**Instructions for the task:** Every line below must be copied as written, except for pictures.

**Provided records:**
<<<<

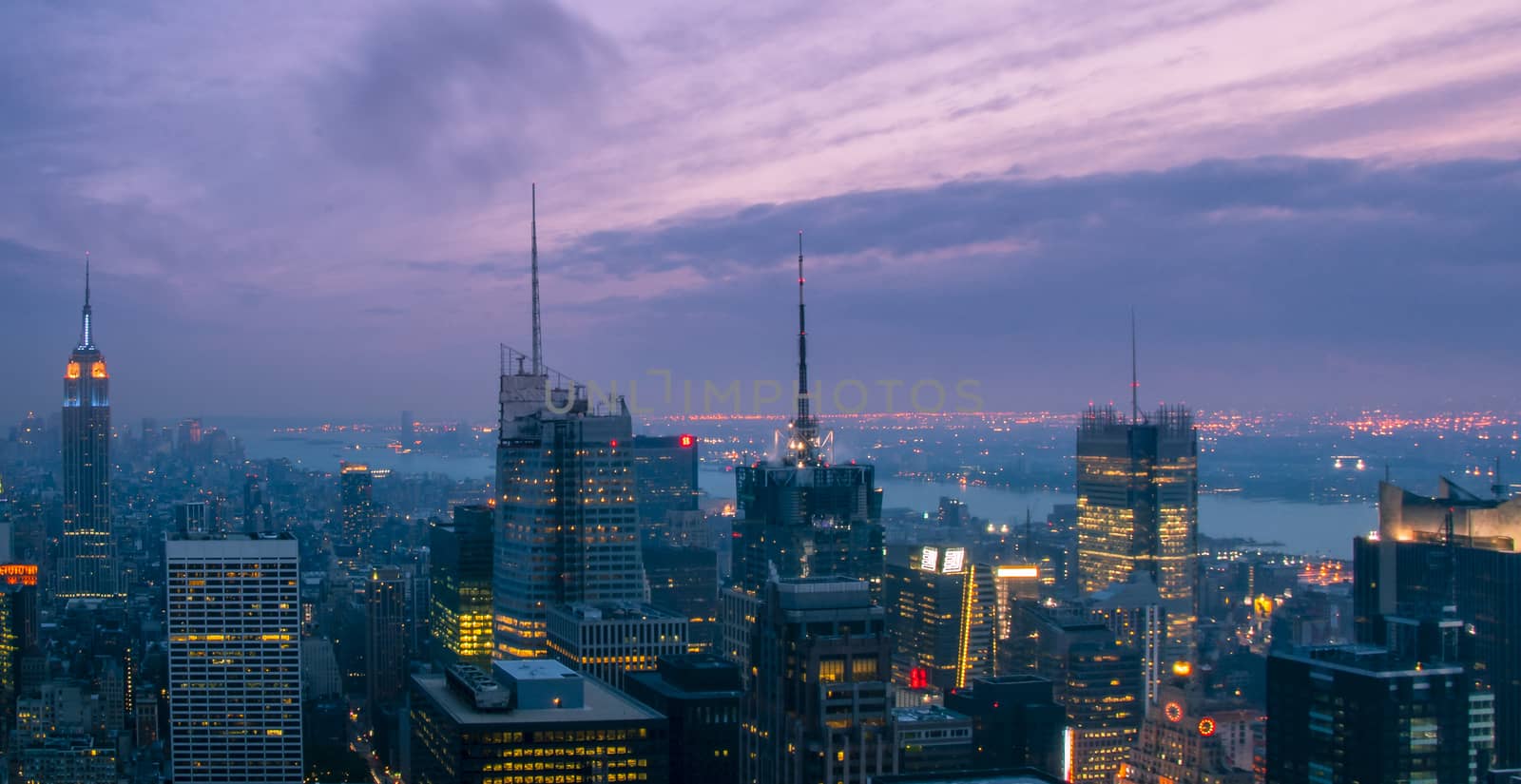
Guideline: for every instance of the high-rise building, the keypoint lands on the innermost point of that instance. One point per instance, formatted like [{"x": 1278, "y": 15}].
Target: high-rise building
[
  {"x": 194, "y": 519},
  {"x": 1184, "y": 740},
  {"x": 684, "y": 581},
  {"x": 613, "y": 639},
  {"x": 531, "y": 722},
  {"x": 1015, "y": 722},
  {"x": 800, "y": 515},
  {"x": 235, "y": 660},
  {"x": 1412, "y": 563},
  {"x": 665, "y": 479},
  {"x": 19, "y": 632},
  {"x": 87, "y": 564},
  {"x": 942, "y": 617},
  {"x": 702, "y": 697},
  {"x": 385, "y": 636},
  {"x": 568, "y": 515},
  {"x": 932, "y": 737},
  {"x": 1097, "y": 679},
  {"x": 821, "y": 705},
  {"x": 356, "y": 496},
  {"x": 1350, "y": 713},
  {"x": 460, "y": 575},
  {"x": 1138, "y": 509}
]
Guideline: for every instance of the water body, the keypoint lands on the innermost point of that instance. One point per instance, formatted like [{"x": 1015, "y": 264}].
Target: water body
[{"x": 1302, "y": 527}]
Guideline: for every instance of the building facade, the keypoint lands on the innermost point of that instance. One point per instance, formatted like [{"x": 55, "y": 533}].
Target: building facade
[
  {"x": 820, "y": 707},
  {"x": 702, "y": 697},
  {"x": 942, "y": 617},
  {"x": 235, "y": 660},
  {"x": 87, "y": 565},
  {"x": 460, "y": 586},
  {"x": 1138, "y": 509},
  {"x": 531, "y": 722},
  {"x": 613, "y": 639}
]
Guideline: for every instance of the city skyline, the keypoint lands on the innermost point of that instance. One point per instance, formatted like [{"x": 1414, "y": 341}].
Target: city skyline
[{"x": 1304, "y": 192}]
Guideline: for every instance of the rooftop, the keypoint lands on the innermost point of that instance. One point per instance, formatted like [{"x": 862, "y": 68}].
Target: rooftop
[{"x": 603, "y": 704}]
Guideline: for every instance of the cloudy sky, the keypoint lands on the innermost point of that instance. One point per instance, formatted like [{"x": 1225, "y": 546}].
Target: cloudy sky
[{"x": 323, "y": 208}]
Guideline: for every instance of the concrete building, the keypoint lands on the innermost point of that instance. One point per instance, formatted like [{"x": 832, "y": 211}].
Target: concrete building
[
  {"x": 613, "y": 639},
  {"x": 235, "y": 660},
  {"x": 531, "y": 722}
]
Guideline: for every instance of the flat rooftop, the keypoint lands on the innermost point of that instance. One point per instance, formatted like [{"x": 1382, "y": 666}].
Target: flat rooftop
[{"x": 601, "y": 704}]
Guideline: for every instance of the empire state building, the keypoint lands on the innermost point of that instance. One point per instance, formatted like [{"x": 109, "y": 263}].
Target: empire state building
[{"x": 87, "y": 565}]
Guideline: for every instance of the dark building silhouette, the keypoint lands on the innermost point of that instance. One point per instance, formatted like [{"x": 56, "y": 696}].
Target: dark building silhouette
[
  {"x": 665, "y": 477},
  {"x": 702, "y": 697},
  {"x": 460, "y": 585},
  {"x": 1138, "y": 509},
  {"x": 1366, "y": 715},
  {"x": 1411, "y": 564},
  {"x": 356, "y": 496},
  {"x": 87, "y": 567},
  {"x": 568, "y": 517},
  {"x": 385, "y": 636},
  {"x": 1095, "y": 678},
  {"x": 684, "y": 581},
  {"x": 531, "y": 722},
  {"x": 1015, "y": 722},
  {"x": 820, "y": 707},
  {"x": 942, "y": 616}
]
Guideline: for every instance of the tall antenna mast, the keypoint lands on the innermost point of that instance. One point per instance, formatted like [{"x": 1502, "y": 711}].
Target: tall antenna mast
[
  {"x": 532, "y": 225},
  {"x": 1135, "y": 383},
  {"x": 86, "y": 339},
  {"x": 805, "y": 431}
]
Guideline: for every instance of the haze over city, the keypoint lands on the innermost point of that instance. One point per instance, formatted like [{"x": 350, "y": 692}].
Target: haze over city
[{"x": 301, "y": 212}]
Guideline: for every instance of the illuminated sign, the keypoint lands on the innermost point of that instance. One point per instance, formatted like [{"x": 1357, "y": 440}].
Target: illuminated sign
[{"x": 19, "y": 573}]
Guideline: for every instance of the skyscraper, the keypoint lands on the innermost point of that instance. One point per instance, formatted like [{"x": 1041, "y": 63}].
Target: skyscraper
[
  {"x": 568, "y": 517},
  {"x": 87, "y": 565},
  {"x": 385, "y": 636},
  {"x": 356, "y": 496},
  {"x": 821, "y": 705},
  {"x": 1452, "y": 548},
  {"x": 460, "y": 614},
  {"x": 800, "y": 515},
  {"x": 942, "y": 617},
  {"x": 531, "y": 722},
  {"x": 1138, "y": 509},
  {"x": 235, "y": 660}
]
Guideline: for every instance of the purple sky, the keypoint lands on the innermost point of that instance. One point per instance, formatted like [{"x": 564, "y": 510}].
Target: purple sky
[{"x": 323, "y": 208}]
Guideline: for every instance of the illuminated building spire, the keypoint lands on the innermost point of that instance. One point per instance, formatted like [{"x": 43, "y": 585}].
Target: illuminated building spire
[
  {"x": 86, "y": 340},
  {"x": 532, "y": 227},
  {"x": 1135, "y": 382},
  {"x": 805, "y": 430}
]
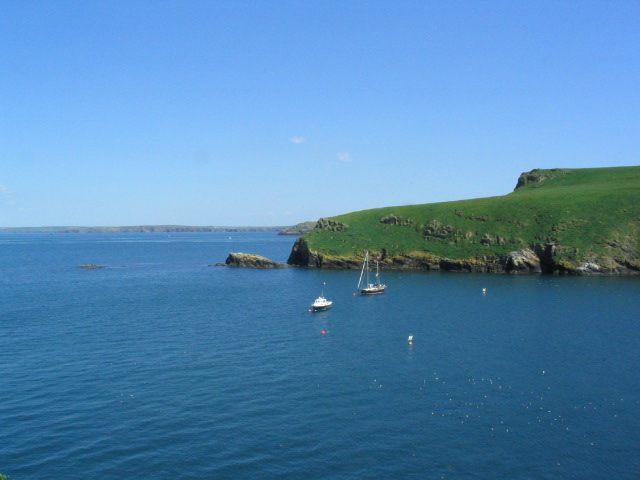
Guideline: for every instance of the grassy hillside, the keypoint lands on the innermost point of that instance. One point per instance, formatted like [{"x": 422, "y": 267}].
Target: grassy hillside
[{"x": 588, "y": 214}]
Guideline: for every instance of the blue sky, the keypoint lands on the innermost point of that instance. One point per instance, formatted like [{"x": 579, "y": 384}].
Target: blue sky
[{"x": 275, "y": 112}]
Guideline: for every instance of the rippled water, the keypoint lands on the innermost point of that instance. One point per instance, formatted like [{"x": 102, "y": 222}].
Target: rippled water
[{"x": 161, "y": 366}]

>>>>

**Output for this exercise:**
Guideline: for every instance of the high-rise building, the keypoint lands on the innermost point of that instance. One point per instance, formatted like [{"x": 1278, "y": 15}].
Target: high-rise building
[
  {"x": 194, "y": 519},
  {"x": 1184, "y": 740},
  {"x": 684, "y": 581},
  {"x": 613, "y": 639},
  {"x": 531, "y": 722},
  {"x": 1015, "y": 722},
  {"x": 800, "y": 515},
  {"x": 235, "y": 660},
  {"x": 1412, "y": 563},
  {"x": 665, "y": 479},
  {"x": 19, "y": 632},
  {"x": 87, "y": 564},
  {"x": 942, "y": 617},
  {"x": 702, "y": 697},
  {"x": 385, "y": 636},
  {"x": 568, "y": 515},
  {"x": 932, "y": 737},
  {"x": 1097, "y": 679},
  {"x": 821, "y": 705},
  {"x": 356, "y": 496},
  {"x": 1350, "y": 713},
  {"x": 460, "y": 575},
  {"x": 1138, "y": 509}
]
Guideline: for every instance of the water body, the keypoint lands on the innermost point of that instance. One point per instance, formatted like [{"x": 1015, "y": 264}].
Target: water body
[{"x": 1302, "y": 527}]
Guideline: for every instance of the building facade, the keypoint lands on the innermost point of that instance. One point per instance, formatted like [{"x": 55, "y": 533}].
Target: building facade
[
  {"x": 820, "y": 707},
  {"x": 702, "y": 697},
  {"x": 942, "y": 617},
  {"x": 235, "y": 660},
  {"x": 87, "y": 565},
  {"x": 460, "y": 586},
  {"x": 1138, "y": 509},
  {"x": 531, "y": 722},
  {"x": 613, "y": 639}
]
Guideline: for every instance of the city skyline, the keypoint lands on the innermost point of that instance. One point per instance, formatted like [{"x": 1414, "y": 341}].
Target: city skyline
[{"x": 1304, "y": 192}]
Guideline: for every instance of the rooftop, the keypoint lands on the innermost point of that instance. One point per instance, formatted like [{"x": 862, "y": 68}].
Target: rooftop
[{"x": 603, "y": 704}]
Guideline: for every instance of the cloudy sky, the keypoint lands on the innermost point of that instance. One point per instance, formatted like [{"x": 1225, "y": 546}].
Target: cloudy sky
[{"x": 323, "y": 208}]
Guideline: for every instance of the concrete building, the keypoint lands on the innermost point of that instance. One point per instance, formatted like [{"x": 832, "y": 211}].
Target: concrete building
[
  {"x": 613, "y": 639},
  {"x": 235, "y": 660},
  {"x": 531, "y": 722}
]
Guideline: for every instance of the flat rooftop, the keypoint lands on the innermost point of that instance. One point per instance, formatted like [{"x": 1382, "y": 666}].
Target: flat rooftop
[{"x": 601, "y": 704}]
Guideline: for every instance of the empire state building, the keypoint lands on the innermost point of that instance. One point per instance, formatted like [{"x": 109, "y": 263}].
Target: empire state building
[{"x": 87, "y": 565}]
Guideline: for every instance of the dark building silhouette, the keypoint lands on the innermost point of that instance. One point per instance, formatted like [{"x": 56, "y": 696}].
Target: dark building silhouette
[
  {"x": 665, "y": 477},
  {"x": 702, "y": 697},
  {"x": 460, "y": 585},
  {"x": 1138, "y": 509},
  {"x": 1366, "y": 715},
  {"x": 1411, "y": 564},
  {"x": 356, "y": 496},
  {"x": 87, "y": 567},
  {"x": 568, "y": 517},
  {"x": 385, "y": 636},
  {"x": 1095, "y": 678},
  {"x": 684, "y": 581},
  {"x": 531, "y": 722},
  {"x": 1015, "y": 722},
  {"x": 820, "y": 707},
  {"x": 942, "y": 616}
]
Guideline: for every instance of the tall antenna mast, the keypoint lands on the innermost point of that instance. One point per instance, formatted like [{"x": 1502, "y": 711}].
Target: tall antenna mast
[
  {"x": 532, "y": 225},
  {"x": 1135, "y": 383},
  {"x": 86, "y": 339},
  {"x": 805, "y": 431}
]
Guideline: for every instance of the haze over city, the keypoint lands on the innermost point of that instance. One point per instance, formatted like [{"x": 350, "y": 692}].
Target: haze over city
[{"x": 301, "y": 212}]
Guideline: for every instance of the illuminated sign, the keypoint lands on the innermost point of that instance. One point per instance, formatted like [{"x": 1357, "y": 440}].
Target: illuminated sign
[{"x": 19, "y": 573}]
Guideline: for every instance of the skyscraper, the keypoint lands on the innermost point of that instance. One point per instance, formatted like [{"x": 1041, "y": 63}].
Target: skyscraper
[
  {"x": 568, "y": 517},
  {"x": 87, "y": 565},
  {"x": 385, "y": 636},
  {"x": 356, "y": 496},
  {"x": 821, "y": 705},
  {"x": 1452, "y": 548},
  {"x": 460, "y": 614},
  {"x": 800, "y": 515},
  {"x": 942, "y": 617},
  {"x": 531, "y": 722},
  {"x": 1138, "y": 509},
  {"x": 235, "y": 660}
]
Guideline: for every instance of the purple sky, the keypoint lands on the innermost point of that instance. One point per instance, formatted like [{"x": 564, "y": 510}].
Target: purple sky
[{"x": 323, "y": 208}]
Guideline: for every instance of the illuminated building spire, the keypoint lands on the innermost point of that instance. One point per instance, formatted like [{"x": 43, "y": 585}].
Target: illuminated building spire
[
  {"x": 86, "y": 340},
  {"x": 532, "y": 227},
  {"x": 1135, "y": 382},
  {"x": 805, "y": 430}
]
Guideline: for every instance of the grassy hillside, the keypoint lands on the innermost point of that instance. One point per instance, formatted like [{"x": 422, "y": 267}].
Target: grassy hillside
[{"x": 588, "y": 214}]
Guideline: for every instance of the blue sky, the keypoint lands on the innermost point of that instance. One point per instance, formatted like [{"x": 579, "y": 384}].
Target: blue sky
[{"x": 275, "y": 112}]
Guideline: for every instance of the rippled water, the keypoint lands on the innermost point of that instance. One point per instance, formatted like [{"x": 102, "y": 222}].
Target: rippled water
[{"x": 161, "y": 366}]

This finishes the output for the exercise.